***** MATERIAL DE TRABAJO

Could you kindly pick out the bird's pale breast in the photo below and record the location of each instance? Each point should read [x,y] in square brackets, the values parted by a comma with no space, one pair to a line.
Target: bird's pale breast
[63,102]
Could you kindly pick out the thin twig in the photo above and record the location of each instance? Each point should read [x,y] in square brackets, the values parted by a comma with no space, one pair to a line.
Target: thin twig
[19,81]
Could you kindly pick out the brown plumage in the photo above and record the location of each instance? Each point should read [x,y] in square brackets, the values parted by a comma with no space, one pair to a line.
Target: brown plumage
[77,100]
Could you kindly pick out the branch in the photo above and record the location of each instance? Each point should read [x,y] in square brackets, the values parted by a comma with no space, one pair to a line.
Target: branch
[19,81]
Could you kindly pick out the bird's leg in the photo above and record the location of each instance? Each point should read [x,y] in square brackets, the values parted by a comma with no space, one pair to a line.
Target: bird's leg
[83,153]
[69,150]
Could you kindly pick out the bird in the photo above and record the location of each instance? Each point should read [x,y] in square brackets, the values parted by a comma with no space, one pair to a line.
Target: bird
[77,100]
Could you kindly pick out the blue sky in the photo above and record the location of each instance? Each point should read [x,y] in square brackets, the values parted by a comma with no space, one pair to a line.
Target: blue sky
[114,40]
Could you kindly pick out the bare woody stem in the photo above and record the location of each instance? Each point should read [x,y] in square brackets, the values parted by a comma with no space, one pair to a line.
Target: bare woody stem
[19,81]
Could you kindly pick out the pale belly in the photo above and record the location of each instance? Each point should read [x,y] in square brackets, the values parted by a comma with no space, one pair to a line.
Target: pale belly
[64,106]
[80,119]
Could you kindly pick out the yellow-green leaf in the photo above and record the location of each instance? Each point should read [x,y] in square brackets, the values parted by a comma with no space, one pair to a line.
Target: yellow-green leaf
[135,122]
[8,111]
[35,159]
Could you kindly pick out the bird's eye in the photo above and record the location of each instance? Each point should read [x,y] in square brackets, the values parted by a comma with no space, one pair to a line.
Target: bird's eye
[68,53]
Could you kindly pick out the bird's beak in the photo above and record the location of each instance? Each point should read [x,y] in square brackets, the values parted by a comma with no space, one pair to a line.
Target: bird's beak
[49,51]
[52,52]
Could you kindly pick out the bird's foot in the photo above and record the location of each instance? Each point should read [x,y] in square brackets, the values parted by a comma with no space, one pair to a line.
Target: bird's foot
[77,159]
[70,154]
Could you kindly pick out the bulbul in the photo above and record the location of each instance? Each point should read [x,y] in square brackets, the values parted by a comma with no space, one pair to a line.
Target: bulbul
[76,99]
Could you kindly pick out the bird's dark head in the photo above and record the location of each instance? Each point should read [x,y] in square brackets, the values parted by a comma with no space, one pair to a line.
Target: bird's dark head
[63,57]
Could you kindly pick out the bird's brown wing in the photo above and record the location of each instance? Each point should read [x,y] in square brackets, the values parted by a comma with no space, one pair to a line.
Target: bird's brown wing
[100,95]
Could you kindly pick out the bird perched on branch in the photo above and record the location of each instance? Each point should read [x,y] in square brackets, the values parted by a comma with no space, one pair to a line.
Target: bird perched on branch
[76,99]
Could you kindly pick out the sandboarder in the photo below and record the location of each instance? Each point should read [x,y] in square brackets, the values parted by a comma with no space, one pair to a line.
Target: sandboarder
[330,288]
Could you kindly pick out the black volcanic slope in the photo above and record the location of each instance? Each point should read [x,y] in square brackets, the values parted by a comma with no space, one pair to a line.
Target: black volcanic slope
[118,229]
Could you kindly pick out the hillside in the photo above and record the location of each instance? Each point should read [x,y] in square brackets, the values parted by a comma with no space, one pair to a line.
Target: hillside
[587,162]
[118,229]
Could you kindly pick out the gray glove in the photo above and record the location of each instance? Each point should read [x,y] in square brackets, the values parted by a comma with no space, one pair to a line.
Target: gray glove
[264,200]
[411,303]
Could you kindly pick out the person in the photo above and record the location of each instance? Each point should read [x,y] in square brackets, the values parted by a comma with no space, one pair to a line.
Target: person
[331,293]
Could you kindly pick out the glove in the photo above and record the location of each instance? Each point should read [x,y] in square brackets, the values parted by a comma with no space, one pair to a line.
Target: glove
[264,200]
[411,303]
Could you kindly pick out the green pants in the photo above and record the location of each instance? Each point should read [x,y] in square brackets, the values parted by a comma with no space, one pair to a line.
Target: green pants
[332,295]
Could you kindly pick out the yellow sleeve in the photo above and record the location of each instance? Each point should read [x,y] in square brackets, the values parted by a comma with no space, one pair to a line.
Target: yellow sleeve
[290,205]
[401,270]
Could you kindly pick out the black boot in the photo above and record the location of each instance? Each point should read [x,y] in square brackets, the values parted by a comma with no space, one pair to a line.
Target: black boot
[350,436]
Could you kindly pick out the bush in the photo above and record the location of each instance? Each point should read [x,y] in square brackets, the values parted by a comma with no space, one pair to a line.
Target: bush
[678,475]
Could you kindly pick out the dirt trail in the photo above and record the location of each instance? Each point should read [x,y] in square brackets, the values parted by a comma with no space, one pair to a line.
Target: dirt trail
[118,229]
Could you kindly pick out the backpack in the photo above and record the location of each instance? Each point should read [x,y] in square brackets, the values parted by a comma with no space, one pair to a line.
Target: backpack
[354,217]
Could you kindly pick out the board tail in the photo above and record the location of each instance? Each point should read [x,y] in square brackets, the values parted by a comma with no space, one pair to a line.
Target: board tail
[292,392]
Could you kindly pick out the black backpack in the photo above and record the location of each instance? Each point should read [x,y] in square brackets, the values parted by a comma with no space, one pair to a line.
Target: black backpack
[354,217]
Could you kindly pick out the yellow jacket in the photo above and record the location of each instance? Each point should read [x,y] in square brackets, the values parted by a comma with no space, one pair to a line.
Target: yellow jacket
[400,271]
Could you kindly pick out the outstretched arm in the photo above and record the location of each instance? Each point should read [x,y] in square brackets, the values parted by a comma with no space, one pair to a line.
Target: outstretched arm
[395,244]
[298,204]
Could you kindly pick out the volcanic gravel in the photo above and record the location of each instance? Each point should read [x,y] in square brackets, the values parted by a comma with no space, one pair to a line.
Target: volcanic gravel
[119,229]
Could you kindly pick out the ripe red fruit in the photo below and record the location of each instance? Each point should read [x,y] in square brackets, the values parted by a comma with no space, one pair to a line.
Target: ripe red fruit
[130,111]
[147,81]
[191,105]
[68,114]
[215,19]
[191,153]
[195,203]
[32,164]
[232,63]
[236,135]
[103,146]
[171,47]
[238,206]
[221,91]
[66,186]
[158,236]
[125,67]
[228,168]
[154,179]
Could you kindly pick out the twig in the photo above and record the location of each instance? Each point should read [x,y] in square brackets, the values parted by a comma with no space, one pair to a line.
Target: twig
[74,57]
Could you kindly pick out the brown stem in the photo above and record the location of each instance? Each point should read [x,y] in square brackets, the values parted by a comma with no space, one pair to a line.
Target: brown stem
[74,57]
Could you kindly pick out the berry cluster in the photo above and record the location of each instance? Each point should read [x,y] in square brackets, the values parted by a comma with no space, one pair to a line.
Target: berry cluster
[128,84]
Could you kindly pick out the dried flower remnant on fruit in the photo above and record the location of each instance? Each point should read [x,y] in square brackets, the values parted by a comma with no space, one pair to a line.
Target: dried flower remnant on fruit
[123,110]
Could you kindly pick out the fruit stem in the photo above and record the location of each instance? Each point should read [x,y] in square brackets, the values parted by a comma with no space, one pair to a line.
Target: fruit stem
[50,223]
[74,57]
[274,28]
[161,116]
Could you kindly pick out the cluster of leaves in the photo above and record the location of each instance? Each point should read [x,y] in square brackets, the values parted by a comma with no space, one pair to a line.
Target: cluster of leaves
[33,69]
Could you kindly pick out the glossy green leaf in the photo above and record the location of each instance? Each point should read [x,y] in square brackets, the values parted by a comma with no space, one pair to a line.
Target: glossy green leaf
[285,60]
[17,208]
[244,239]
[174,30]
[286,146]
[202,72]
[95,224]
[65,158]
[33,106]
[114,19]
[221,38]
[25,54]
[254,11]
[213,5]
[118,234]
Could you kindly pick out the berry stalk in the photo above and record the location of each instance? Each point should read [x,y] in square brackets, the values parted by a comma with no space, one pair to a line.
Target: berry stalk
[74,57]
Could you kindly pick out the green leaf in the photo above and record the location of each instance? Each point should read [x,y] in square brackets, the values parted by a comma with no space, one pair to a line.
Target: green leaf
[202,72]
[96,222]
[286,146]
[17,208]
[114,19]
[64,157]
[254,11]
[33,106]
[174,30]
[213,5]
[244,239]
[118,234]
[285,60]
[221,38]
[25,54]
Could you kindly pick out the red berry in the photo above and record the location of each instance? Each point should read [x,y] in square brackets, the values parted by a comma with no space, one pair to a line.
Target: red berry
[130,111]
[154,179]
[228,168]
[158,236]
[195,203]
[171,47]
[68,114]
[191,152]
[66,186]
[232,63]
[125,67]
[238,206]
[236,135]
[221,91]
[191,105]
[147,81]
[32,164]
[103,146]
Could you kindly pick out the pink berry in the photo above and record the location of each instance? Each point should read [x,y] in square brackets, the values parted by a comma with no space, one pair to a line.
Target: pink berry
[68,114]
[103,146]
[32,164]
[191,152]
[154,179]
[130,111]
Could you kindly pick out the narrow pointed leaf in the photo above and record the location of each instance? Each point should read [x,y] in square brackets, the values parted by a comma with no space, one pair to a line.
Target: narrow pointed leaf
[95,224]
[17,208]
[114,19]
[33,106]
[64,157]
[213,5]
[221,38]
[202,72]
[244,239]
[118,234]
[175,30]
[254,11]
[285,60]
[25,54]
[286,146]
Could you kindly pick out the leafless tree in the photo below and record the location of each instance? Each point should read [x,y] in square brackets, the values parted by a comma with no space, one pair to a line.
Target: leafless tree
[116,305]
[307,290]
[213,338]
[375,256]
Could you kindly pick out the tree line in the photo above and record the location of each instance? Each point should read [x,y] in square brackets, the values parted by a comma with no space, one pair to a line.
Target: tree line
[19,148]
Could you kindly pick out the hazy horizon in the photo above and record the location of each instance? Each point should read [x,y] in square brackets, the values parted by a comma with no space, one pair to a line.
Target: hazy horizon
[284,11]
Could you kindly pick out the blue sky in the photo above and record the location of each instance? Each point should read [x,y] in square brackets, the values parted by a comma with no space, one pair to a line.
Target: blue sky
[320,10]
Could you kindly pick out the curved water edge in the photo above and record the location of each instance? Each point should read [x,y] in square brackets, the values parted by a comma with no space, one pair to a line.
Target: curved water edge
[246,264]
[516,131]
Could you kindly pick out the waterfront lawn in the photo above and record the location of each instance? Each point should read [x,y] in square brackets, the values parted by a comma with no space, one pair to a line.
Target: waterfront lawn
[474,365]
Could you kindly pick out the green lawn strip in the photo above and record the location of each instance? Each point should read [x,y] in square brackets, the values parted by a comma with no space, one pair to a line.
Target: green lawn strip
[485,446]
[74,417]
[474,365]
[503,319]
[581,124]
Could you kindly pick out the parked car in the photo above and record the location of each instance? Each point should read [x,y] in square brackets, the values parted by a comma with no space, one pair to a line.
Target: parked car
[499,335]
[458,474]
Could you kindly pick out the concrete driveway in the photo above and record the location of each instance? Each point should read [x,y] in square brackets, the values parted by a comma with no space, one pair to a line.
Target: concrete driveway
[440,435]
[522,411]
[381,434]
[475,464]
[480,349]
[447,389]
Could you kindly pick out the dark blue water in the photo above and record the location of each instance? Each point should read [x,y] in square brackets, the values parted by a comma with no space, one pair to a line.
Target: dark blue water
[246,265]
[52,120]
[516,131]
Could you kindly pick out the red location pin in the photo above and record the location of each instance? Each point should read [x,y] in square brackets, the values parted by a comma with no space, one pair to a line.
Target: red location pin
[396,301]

**********

_REQUISITO_
Reescribe las líneas que van desde la que contiene "Could you kindly pick out the green lawn" hasta el final de los ítems, ambos extremos incluidos, con "parked car" sustituido por "parked vehicle" y todo lo demás sin cambios.

_RESPUESTA COMPLETA_
Could you kindly pick out the green lawn strip in the photo above and record the location of each instance? Each point should read [x,y] in square brackets, the values parted by a comma with no space, one pair to a line.
Target: green lawn strip
[485,446]
[74,417]
[474,365]
[503,319]
[581,124]
Could you kindly pick out the parked vehicle in the photo above and record the location of each instance? Each point should read [x,y] in square brackets, the values parted by a comma with no space, one pair to a line.
Target: parked vehicle
[499,335]
[458,474]
Could you kindly pick out the concrete driveway in the photo above and record the location of each instance? Each point should read [x,y] in square brackets, the values parted by a comma with no space, one pair to a line.
Target: concrete driveway
[440,435]
[522,411]
[381,434]
[475,464]
[480,349]
[447,389]
Could you kindly pick out the dark blue water in the photo above and record the location of each instance? Each point should read [x,y] in square brackets, the values parted by a comma with no space, one pair to a line.
Target: dark blue water
[246,265]
[52,120]
[516,131]
Could you kindly pick out the red location pin in the photo above and record the location of each instance? Each point should read [x,y] in square brackets, the values parted by a comma with no space, one pair to a line.
Target: red location pin
[396,301]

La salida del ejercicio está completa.